[Extracted data entries]
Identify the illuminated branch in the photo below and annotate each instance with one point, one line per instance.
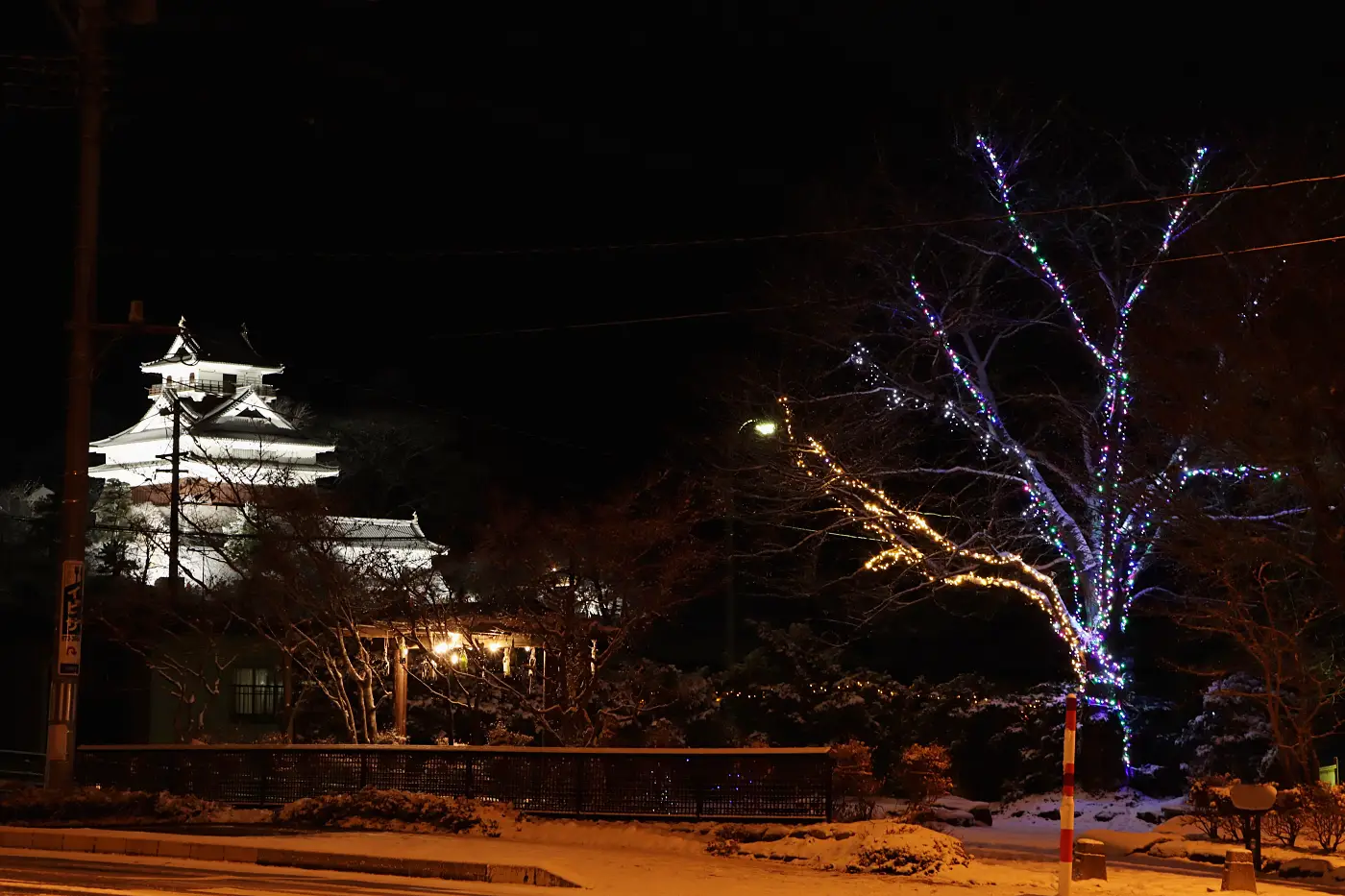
(911, 543)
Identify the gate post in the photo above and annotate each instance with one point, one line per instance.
(578, 784)
(829, 768)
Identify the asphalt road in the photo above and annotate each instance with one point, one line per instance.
(60, 876)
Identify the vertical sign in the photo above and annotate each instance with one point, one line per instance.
(71, 617)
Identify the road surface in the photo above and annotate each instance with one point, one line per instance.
(23, 873)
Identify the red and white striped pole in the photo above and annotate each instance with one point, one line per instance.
(1066, 798)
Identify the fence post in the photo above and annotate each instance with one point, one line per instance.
(266, 764)
(698, 782)
(578, 784)
(829, 767)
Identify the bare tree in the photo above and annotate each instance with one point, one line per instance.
(1264, 566)
(184, 640)
(991, 408)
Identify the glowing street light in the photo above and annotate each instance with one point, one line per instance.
(763, 426)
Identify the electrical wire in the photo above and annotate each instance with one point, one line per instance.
(776, 237)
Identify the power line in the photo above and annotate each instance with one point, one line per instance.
(594, 325)
(777, 237)
(697, 315)
(1243, 252)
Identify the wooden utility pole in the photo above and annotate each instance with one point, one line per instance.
(175, 496)
(87, 33)
(74, 500)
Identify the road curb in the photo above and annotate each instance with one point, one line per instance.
(218, 852)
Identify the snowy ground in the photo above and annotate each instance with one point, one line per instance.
(621, 861)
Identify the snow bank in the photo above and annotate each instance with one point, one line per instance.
(874, 848)
(1123, 811)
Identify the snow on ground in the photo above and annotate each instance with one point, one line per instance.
(1019, 826)
(618, 869)
(1115, 811)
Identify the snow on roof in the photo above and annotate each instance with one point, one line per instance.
(380, 529)
(215, 345)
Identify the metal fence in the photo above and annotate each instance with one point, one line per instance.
(627, 784)
(16, 764)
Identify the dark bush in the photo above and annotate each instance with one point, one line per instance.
(372, 808)
(854, 788)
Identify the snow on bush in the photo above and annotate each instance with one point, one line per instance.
(37, 806)
(1231, 735)
(854, 787)
(1286, 822)
(389, 809)
(861, 848)
(924, 775)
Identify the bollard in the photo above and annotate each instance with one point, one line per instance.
(1239, 873)
(1089, 860)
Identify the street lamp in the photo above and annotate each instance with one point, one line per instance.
(763, 428)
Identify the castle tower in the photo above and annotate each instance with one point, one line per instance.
(232, 437)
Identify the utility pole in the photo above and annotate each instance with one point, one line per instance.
(730, 603)
(74, 503)
(174, 493)
(87, 34)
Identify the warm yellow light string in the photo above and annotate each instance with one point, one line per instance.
(892, 523)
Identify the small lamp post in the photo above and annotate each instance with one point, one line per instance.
(762, 428)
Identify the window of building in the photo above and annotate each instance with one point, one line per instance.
(258, 693)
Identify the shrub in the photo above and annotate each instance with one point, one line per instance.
(854, 790)
(924, 775)
(374, 808)
(908, 851)
(36, 806)
(1210, 805)
(1231, 735)
(501, 736)
(1324, 815)
(1286, 821)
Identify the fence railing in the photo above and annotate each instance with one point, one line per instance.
(628, 784)
(16, 764)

Required task: Copy every one of the lines above word for word, leaving out the pictures.

Correct output:
Identify the illuminated branch in the photo below and annotate each instance with one point, one line per instance.
(911, 543)
Identify the gate post in the photo above and annotate each instance with one point, one line per instance.
(578, 784)
(829, 768)
Identify the asphalt road in the photo above and annotate each instance with one point, one line per instance.
(60, 876)
Identify the vertical sign in the photo above and annotate each instance with one point, one line per instance.
(71, 617)
Identify the road surface in the photo above and annotate each instance with one point, one line per instance.
(23, 873)
Identify the red and white striped pole in the photo above and annotate each instance with one point, one line per instance.
(1066, 798)
Identify the fence post in the photo above and annotate each instance with one point, one line per instance.
(266, 764)
(698, 782)
(578, 784)
(829, 767)
Identify the bare tree in the photo above and annotate each instance with one point, one line per instance.
(1264, 566)
(184, 640)
(991, 408)
Identify the glowing street light in the photo above and annotate each instance with one point, one line per instance.
(763, 426)
Identify the electrical wire in the photo above and annotate each instance with one point, one line per instance.
(776, 237)
Identify the power line in the photo above and annotate each instance with one point, one line per instance.
(594, 325)
(777, 237)
(697, 315)
(1243, 252)
Identify the wooden utility pole in the photo above and annotate each instance with one point, one line per instance.
(175, 496)
(87, 33)
(74, 500)
Identify the road curb in the photo above and annotate each instance with one point, one line per instance.
(218, 852)
Identify the snowy ground in the photo above and annotate each instance with one point, one line per instance.
(621, 861)
Identify the snow bank in the photo above and annotate each instance with one point, one line per instance.
(874, 848)
(1123, 811)
Identify the snow on ground in the photo above and annotate each instance with one point, one line per instance.
(1019, 826)
(618, 869)
(1115, 811)
Identify the snow on roof in the photo above and annotate each instance with one point, one line per instance.
(380, 529)
(215, 345)
Identify the metal fence in the photo above and annotate each instance with one point, one line per instance.
(627, 784)
(16, 764)
Identify the dark bush in the photo above and annotate each instance with one point, one line per instance.
(372, 808)
(854, 788)
Identify the snow on bush in the photo above and annotate each instance with one point, one line per instance.
(37, 806)
(1231, 735)
(854, 787)
(1286, 822)
(389, 809)
(861, 848)
(924, 775)
Identify the bollard in the photo above and annotate each instance with one point, one line per instance.
(1239, 873)
(1089, 860)
Identify the street lamp in the photo above and annotate each instance with one point, one line per instance.
(763, 428)
Identify the castle tower in the photo above and annotate each instance with one point, one line per instance.
(232, 437)
Identify the utility pole in the photo above and annotate each instance with one point, one line per instance.
(730, 603)
(74, 503)
(174, 493)
(87, 34)
Identify the warm yellow light string in the photo above and annotate each instance with one point, one line per instance.
(892, 523)
Identify the small lamp post in the photo above and annotate each instance with one point, one line per instance.
(762, 428)
Identify the window of building in the photo above and annotate each instance with one point, one line per instance.
(258, 693)
Identify the shrub in the photo above and annotate each instance with one point, one line per instance.
(854, 790)
(924, 775)
(374, 808)
(908, 851)
(36, 806)
(1210, 805)
(1231, 735)
(501, 736)
(1324, 815)
(1286, 821)
Identify the fence railing in the photo above and annotate each instance with one point, one line per instance.
(628, 784)
(16, 764)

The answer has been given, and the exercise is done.